MATERIAL FOR THIS TASK:

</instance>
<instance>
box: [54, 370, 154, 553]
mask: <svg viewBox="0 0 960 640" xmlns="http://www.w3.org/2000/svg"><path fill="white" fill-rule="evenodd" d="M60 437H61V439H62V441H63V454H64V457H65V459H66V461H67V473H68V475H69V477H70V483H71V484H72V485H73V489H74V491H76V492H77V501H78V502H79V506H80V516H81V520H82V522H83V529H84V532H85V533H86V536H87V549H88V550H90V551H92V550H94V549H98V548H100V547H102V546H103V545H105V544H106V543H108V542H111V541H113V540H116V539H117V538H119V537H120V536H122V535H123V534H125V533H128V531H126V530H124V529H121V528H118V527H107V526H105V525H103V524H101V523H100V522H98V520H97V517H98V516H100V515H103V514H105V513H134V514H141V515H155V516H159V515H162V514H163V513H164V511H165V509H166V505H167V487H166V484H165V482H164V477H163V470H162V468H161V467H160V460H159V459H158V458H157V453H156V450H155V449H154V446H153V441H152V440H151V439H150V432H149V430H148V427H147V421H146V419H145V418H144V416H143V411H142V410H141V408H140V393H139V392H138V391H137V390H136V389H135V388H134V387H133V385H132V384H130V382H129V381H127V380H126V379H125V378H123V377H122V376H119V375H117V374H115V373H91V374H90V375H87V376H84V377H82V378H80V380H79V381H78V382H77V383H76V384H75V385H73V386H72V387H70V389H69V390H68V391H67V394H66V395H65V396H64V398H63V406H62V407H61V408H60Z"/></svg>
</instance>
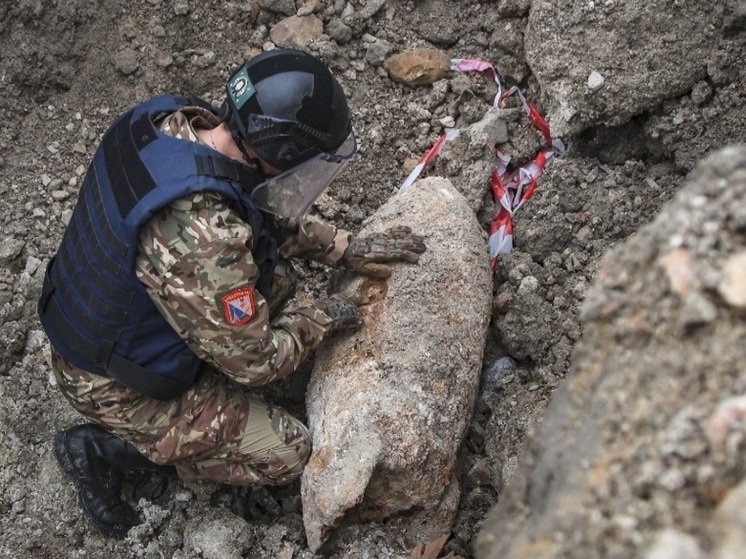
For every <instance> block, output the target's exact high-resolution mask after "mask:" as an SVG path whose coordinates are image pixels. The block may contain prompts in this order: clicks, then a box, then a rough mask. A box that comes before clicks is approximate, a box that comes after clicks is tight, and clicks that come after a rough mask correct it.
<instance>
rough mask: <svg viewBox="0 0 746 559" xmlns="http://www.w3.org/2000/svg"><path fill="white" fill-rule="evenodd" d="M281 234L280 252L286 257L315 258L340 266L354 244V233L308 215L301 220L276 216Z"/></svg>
mask: <svg viewBox="0 0 746 559" xmlns="http://www.w3.org/2000/svg"><path fill="white" fill-rule="evenodd" d="M275 226H276V228H277V229H278V231H279V232H280V234H281V237H282V242H281V244H280V254H281V255H282V256H284V257H285V258H300V259H305V260H315V261H317V262H321V263H322V264H326V265H328V266H336V265H338V264H339V261H340V260H341V259H342V255H343V254H344V251H345V249H346V248H347V246H348V245H349V244H350V233H349V232H347V231H345V230H344V229H337V228H336V227H335V226H334V225H332V224H330V223H327V222H326V221H323V220H322V219H321V218H319V217H316V216H312V215H305V216H303V217H301V218H297V219H288V218H282V219H279V218H278V219H276V220H275Z"/></svg>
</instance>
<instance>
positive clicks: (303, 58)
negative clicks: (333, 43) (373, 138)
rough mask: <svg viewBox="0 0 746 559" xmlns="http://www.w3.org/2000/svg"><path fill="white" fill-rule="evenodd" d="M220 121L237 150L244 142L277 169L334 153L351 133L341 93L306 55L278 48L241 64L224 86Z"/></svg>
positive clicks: (322, 70)
mask: <svg viewBox="0 0 746 559" xmlns="http://www.w3.org/2000/svg"><path fill="white" fill-rule="evenodd" d="M225 89H226V93H227V95H226V99H225V102H224V104H223V110H222V117H223V120H225V122H226V123H227V124H228V128H229V129H230V131H231V134H232V135H233V137H234V139H235V140H236V143H237V144H238V146H239V148H240V149H241V150H242V151H244V150H245V146H244V145H243V142H246V143H248V144H249V145H250V146H251V148H252V149H253V150H254V151H255V152H256V153H257V155H258V156H259V157H260V158H261V159H262V160H264V161H265V162H267V163H269V164H270V165H272V166H273V167H275V168H277V169H279V170H280V171H286V170H288V169H291V168H293V167H295V166H297V165H299V164H301V163H303V162H305V161H307V160H309V159H311V158H312V157H314V156H316V155H319V154H321V153H334V152H335V150H337V148H339V147H340V146H341V145H342V143H343V142H344V141H345V139H346V138H347V137H348V136H349V134H350V132H351V131H352V118H351V115H350V109H349V108H348V106H347V100H346V99H345V95H344V92H343V91H342V88H341V86H340V85H339V83H338V82H337V80H336V79H335V78H334V76H333V75H332V73H331V71H330V70H329V68H328V67H327V66H326V65H325V64H324V63H323V62H321V61H320V60H319V59H317V58H315V57H314V56H311V55H310V54H307V53H305V52H301V51H297V50H290V49H278V50H272V51H269V52H265V53H262V54H260V55H259V56H256V57H254V58H252V59H250V60H247V61H246V62H244V64H242V65H241V67H240V68H238V70H236V71H235V72H234V73H233V75H232V76H231V78H230V80H228V83H227V84H226V87H225Z"/></svg>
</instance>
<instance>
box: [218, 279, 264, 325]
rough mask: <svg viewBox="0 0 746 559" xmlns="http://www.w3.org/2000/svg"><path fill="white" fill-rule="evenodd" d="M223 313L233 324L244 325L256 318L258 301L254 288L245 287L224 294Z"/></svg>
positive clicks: (233, 324) (223, 296) (225, 320)
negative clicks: (256, 297)
mask: <svg viewBox="0 0 746 559" xmlns="http://www.w3.org/2000/svg"><path fill="white" fill-rule="evenodd" d="M222 301H223V315H224V316H225V321H226V322H227V323H228V324H230V325H231V326H242V325H244V324H247V323H248V322H249V321H251V319H252V318H254V315H255V314H256V301H255V300H254V290H253V289H248V288H246V287H243V288H241V289H234V290H233V291H231V292H229V293H227V294H226V295H223V298H222Z"/></svg>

YOUR TASK:
Above are the records; from them, give again exactly the lines from the one containing "313L233 324L244 325L256" to the one containing "positive clicks: (233, 324)", both lines included, and nothing more.

WRITTEN ANSWER:
rough mask: <svg viewBox="0 0 746 559" xmlns="http://www.w3.org/2000/svg"><path fill="white" fill-rule="evenodd" d="M223 313L233 324L244 325L256 318L258 301L254 288L245 287L224 294Z"/></svg>
positive clicks: (233, 324) (223, 296) (225, 320)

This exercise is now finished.